■ Consigne a ■
Dans le texte sur la Bible et la femme ci-dessous, relevez, à partir du paragraphe qui commence par « Cependant, il y a quelques passages bibliques », tous les segments de l'énumération qui débutent par un participe présent et décrivent les activités de la femme.

──────── Texte fourni ────────

Du coup, dans ce contexte, où beaucoup de discours pousse les uns et les autres à s'extraire des conventions sociales, des rôles que la société nous donnent en tant qu'homme ou femme, la Bible n'a pas bonne presse. Elle est souvent cataloguée du côté de cette tradition qui nous enferme dans des rôles. Une tradition dont il faudrait aujourd'hui lucidement se détacher pour enfin pouvoir tracer librement sa voie.

En effet, la Bible regorge de phrases, d'histoires qui donnent à la femme un rôle dans lequel bien des femmes d'aujourd'hui ne se reconnaissent plus.

Cependant, il y a quelques passages bibliques qui tirent leur épingle du jeu. Celui que nous avons entendu ce matin est parmi ceux-là. Dans le contexte actuel, ce passage suscite de la curiosité, parce qu'il développe une vision très positive de la femme. Une femme qui a la capacité à faire vivre et développer les affaires complexes d'une large maisonnée, une femme qui s'organise pour que la nourriture puisse arriver, même de loin, fournissant les repas, supervisant des domestiques, développant la fortune, plantant des vignes, créant et vendant des habits, étant généreuse avec les pauvres, bref, une femme digne d'être classée comme entrepreneur d'une PME et qui peut avoir de l'influence et de la puissance dans la marche du monde.

Dans le livre des Proverbes, une telle femme est nommée « femme de valeur », que l'on pourrait aussi traduire par « femme de caractère. » Or justement récemment en Afrique du Sud, un mouvement issu des églises a surgi. En reprenant cette expression du livre des Proverbes, il a choisi de s'appeler « les femmes de valeurs ». Ce mouvement a pour but de promouvoir le droit des femmes et d'encourager chacune d'elle à prendre son destin en main afin que leur statut social change dans la société sud-africaine.

Cependant, même si ce texte d'aujourd'hui délivre une vision positive de la femme, attention à ne pas le brandir trop triomphalement, en croyant que nous aurions en lui une réponse imparable à tous ceux qui ne voient dans les Ecritures que des récits dévalorisant et injustes pour les femmes !

──────── Données fournies ────────

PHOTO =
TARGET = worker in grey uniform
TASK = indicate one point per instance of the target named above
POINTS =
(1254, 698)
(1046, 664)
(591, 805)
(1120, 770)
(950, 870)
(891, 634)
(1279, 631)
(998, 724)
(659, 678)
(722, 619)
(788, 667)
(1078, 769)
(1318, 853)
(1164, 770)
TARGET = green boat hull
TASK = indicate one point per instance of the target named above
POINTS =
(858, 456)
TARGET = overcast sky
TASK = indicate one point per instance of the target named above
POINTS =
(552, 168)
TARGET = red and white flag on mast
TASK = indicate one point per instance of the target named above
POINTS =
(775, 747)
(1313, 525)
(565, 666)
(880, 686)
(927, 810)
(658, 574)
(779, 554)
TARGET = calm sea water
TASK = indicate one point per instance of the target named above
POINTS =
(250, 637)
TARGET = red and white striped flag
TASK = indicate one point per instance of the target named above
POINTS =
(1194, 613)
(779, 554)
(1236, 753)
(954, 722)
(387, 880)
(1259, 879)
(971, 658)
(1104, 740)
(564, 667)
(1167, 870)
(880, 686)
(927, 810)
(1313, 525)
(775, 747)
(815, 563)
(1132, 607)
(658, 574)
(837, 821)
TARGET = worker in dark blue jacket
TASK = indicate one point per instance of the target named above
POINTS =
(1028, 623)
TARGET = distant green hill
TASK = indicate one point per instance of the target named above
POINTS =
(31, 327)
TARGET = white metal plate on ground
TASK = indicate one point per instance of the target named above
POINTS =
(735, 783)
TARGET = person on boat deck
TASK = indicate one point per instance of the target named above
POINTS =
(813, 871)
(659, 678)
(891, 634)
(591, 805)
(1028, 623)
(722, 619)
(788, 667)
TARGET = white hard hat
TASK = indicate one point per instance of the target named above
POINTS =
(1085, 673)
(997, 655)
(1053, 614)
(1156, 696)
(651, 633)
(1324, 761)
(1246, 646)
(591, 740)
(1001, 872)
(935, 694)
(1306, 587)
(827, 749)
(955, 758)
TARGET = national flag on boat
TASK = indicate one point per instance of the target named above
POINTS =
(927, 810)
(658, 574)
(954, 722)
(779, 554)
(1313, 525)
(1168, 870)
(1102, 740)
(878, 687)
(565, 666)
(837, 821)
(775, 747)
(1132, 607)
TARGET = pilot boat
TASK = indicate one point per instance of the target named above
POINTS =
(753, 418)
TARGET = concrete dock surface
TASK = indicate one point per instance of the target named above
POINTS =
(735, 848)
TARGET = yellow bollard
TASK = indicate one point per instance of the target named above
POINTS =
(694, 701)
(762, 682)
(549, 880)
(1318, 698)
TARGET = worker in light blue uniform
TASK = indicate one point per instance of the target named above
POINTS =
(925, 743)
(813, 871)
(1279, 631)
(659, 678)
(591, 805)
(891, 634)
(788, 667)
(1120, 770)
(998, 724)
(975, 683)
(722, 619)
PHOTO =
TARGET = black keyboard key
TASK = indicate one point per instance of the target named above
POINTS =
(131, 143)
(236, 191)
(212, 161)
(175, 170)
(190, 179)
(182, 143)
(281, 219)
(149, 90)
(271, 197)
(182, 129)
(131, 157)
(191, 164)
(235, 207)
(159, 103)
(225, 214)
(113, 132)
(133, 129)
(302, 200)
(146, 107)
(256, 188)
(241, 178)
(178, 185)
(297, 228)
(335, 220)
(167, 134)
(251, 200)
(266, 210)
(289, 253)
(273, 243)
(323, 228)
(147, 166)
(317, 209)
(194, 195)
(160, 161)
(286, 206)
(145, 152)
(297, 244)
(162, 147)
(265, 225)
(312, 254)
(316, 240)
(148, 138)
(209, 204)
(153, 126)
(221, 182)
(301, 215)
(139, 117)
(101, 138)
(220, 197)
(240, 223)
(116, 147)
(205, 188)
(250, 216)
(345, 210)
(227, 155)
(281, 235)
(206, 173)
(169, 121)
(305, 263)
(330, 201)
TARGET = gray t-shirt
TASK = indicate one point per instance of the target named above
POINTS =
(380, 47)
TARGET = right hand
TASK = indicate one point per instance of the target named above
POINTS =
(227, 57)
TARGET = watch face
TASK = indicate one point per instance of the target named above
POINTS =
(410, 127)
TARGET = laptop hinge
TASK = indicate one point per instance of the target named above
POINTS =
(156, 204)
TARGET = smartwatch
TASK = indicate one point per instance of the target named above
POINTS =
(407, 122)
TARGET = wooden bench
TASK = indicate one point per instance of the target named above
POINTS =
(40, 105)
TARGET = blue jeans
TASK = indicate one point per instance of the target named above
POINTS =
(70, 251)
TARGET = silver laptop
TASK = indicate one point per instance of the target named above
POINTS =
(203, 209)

────────

■ Consigne b ■
Réécrivez sous forme de liste numérotée les lignes de la liste de données, du début de cette liste jusqu'à la ligne contenant "(1164, 770)", en omettant les lignes vides.

■ Résultat de l'exercice a ■
- fournissant les repas
- supervisant des domestiques
- développant la fortune
- plantant des vignes
- créant et vendant des habits
- étant généreuse avec les pauvres

■ Résultat de l'exercice b ■
1. PHOTO =
2. TARGET = worker in grey uniform
3. TASK = indicate one point per instance of the target named above
4. POINTS =
5. (1254, 698)
6. (1046, 664)
7. (591, 805)
8. (1120, 770)
9. (950, 870)
10. (891, 634)
11. (1279, 631)
12. (998, 724)
13. (659, 678)
14. (722, 619)
15. (788, 667)
16. (1078, 769)
17. (1318, 853)
18. (1164, 770)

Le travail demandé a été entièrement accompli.